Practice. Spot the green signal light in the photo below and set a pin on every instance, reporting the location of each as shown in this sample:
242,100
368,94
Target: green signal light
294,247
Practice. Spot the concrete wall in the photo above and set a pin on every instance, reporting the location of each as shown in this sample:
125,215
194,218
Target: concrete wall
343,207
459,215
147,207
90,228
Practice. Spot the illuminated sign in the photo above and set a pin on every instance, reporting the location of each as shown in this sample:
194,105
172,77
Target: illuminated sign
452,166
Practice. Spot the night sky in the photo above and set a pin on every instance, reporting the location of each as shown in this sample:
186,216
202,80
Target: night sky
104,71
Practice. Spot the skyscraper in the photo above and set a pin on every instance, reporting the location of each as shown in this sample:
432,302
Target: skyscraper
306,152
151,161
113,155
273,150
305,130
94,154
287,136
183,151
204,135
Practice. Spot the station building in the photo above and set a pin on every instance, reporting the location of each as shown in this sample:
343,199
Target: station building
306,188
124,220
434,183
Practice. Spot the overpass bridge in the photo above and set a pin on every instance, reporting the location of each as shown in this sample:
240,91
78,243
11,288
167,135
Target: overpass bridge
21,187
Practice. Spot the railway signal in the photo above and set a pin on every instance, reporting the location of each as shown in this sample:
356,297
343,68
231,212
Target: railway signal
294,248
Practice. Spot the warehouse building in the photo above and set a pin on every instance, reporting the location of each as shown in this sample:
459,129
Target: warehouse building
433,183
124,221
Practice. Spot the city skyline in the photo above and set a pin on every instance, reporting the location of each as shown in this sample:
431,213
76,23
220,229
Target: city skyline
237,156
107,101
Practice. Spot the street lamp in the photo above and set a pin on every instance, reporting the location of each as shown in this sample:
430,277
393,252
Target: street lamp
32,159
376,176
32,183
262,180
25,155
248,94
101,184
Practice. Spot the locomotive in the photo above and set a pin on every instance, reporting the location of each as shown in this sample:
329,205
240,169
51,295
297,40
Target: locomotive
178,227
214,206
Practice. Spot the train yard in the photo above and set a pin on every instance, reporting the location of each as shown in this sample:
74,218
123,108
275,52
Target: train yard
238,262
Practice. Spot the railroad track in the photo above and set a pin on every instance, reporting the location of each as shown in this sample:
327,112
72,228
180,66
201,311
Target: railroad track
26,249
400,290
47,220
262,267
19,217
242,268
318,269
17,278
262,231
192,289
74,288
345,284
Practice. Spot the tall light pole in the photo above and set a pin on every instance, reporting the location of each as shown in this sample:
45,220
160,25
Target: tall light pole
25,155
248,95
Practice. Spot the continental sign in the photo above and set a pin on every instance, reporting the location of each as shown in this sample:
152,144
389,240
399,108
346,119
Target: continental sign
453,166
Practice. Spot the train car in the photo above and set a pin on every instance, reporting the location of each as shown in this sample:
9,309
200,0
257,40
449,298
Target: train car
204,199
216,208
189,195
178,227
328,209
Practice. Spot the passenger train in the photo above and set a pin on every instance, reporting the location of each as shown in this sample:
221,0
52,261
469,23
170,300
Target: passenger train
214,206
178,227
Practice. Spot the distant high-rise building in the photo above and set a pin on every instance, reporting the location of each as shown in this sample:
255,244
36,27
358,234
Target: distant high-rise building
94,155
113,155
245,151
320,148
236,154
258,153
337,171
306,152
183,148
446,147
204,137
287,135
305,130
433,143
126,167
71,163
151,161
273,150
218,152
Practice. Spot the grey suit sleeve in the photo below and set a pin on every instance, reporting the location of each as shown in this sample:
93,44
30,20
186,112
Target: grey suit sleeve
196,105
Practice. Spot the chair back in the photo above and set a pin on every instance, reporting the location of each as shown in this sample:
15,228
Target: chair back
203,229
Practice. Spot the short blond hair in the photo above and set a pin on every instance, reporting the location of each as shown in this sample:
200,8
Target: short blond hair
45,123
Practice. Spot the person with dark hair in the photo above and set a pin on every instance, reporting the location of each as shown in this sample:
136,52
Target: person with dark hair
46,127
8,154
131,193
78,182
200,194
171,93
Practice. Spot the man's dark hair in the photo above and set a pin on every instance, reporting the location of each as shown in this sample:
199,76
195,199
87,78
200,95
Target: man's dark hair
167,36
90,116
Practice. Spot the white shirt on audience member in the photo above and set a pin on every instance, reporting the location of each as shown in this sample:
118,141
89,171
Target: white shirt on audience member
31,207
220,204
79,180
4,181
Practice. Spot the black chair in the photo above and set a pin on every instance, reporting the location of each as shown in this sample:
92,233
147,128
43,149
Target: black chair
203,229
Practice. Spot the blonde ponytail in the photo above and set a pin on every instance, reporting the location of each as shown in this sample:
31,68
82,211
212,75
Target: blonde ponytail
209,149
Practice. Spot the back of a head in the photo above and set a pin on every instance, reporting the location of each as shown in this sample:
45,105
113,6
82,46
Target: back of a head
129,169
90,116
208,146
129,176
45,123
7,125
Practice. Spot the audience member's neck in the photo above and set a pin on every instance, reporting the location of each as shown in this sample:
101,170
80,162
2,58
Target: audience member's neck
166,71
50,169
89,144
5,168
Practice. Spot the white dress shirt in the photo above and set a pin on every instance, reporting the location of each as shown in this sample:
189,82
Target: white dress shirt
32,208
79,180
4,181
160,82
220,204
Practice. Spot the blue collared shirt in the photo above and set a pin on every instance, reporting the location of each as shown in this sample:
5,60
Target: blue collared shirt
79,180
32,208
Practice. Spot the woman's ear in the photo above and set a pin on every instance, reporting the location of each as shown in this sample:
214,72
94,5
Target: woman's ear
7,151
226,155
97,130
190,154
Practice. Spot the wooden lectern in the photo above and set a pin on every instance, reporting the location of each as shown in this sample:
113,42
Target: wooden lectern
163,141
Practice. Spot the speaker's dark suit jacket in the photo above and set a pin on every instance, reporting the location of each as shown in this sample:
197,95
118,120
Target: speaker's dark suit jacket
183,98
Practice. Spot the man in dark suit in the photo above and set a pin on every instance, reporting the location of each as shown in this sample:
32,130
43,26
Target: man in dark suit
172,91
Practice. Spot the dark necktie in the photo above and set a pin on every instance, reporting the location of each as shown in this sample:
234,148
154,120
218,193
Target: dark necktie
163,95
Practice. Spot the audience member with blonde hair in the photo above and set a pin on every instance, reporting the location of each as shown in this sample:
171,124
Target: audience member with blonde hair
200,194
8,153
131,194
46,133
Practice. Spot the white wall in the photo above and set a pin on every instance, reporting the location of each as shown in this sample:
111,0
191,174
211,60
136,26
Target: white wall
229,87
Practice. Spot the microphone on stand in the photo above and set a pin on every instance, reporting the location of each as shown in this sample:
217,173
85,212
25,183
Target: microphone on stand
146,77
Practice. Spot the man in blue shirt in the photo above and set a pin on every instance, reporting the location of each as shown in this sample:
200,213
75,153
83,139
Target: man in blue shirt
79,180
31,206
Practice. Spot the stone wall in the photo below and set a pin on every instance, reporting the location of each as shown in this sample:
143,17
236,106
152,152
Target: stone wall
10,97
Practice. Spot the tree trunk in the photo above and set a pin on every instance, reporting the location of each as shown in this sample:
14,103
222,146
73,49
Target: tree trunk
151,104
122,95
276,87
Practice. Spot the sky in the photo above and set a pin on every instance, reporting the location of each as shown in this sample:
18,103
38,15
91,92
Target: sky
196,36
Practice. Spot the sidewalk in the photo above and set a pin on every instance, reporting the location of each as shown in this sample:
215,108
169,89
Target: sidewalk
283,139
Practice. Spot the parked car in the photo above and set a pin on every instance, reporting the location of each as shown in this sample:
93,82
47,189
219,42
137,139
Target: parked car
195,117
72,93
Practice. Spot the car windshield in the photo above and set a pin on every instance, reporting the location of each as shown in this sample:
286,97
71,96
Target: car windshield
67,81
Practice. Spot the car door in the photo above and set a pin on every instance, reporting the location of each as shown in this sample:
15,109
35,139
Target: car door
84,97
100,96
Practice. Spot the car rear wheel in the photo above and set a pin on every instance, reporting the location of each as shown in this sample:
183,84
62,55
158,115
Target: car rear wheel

################

Return, unchanged, the lines of the data starting with the line that contains "Practice. Spot the parked" and going on through the last line of the data.

Practice. Spot the parked car in the photo above and set a pin on every instance, reporting the location of each as shown in this sample:
93,82
47,189
219,42
137,139
Target: parked car
195,117
72,93
Practice. Spot the car windshield in the photo above and set a pin on every instance, reporting the location of each as shown in this sample:
286,97
71,96
Target: car windshield
67,81
Practice. Spot the car door in the photo above and set a pin on every instance, reporting the location of each as shown in this sample:
15,109
35,139
Target: car door
84,97
100,96
Practice. Spot the car rear wheel in the photo above and set a pin on every instance, reporting the location of each as shown in this sample:
183,84
62,55
158,115
Target: car rear wheel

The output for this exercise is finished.